◆ **The task**
Give back every entry, copied exactly.
Supplied material START
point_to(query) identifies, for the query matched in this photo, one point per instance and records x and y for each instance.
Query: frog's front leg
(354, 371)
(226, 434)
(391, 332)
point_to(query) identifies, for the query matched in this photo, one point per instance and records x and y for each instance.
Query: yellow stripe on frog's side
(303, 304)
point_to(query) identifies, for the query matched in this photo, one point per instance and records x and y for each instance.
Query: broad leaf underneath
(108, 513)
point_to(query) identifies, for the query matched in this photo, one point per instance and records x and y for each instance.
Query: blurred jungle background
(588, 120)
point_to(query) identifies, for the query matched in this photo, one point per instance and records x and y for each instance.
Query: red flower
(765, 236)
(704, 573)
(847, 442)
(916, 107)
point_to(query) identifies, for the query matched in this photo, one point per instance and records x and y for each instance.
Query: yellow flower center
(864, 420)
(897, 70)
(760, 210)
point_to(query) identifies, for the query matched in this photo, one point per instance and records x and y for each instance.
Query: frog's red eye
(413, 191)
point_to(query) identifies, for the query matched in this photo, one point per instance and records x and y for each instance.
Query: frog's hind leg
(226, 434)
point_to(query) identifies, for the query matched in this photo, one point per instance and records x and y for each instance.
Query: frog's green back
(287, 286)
Supplied material END
◆ **Answer below**
point_to(query) identifies, for the query matched in this photo, one point per instance and records x and y for each instance.
Query: frog's front leg
(354, 371)
(226, 434)
(391, 332)
point_to(query) identifies, for the query matched in this photo, one point per instance and records x and y for each instance.
Query: yellow stripe on frog's side
(303, 304)
point_to(query) identifies, for the query matched in this photo, one point per instance and records x and y for each instance.
Query: broad leaf underneath
(108, 513)
point_to(query) identifies, for the query matched in this photo, one point per instance and records x and y for each instance.
Query: blurred jungle background
(588, 120)
point_to(query) identifies, for the query matched in this photo, one point per instance and records x and y for each instance.
Query: red flower
(765, 236)
(704, 573)
(847, 442)
(916, 107)
point_to(query) identifies, for the query matched in this photo, one point per instance and records x and y for each instance.
Query: yellow flower center
(864, 420)
(897, 70)
(760, 210)
point_to(query) identifies, for the query matched in this photo, one point per instance and records x and y for each instance.
Query: frog's red eye
(413, 191)
point_to(query) identifies, for the query matched in this photo, one point per instance and records x and y for each instance.
Query: frog's hind leg
(226, 434)
point_to(query) identifies, for the query matched in this photo, one point per instance and records x and y for each instance.
Query: frog's green back
(287, 286)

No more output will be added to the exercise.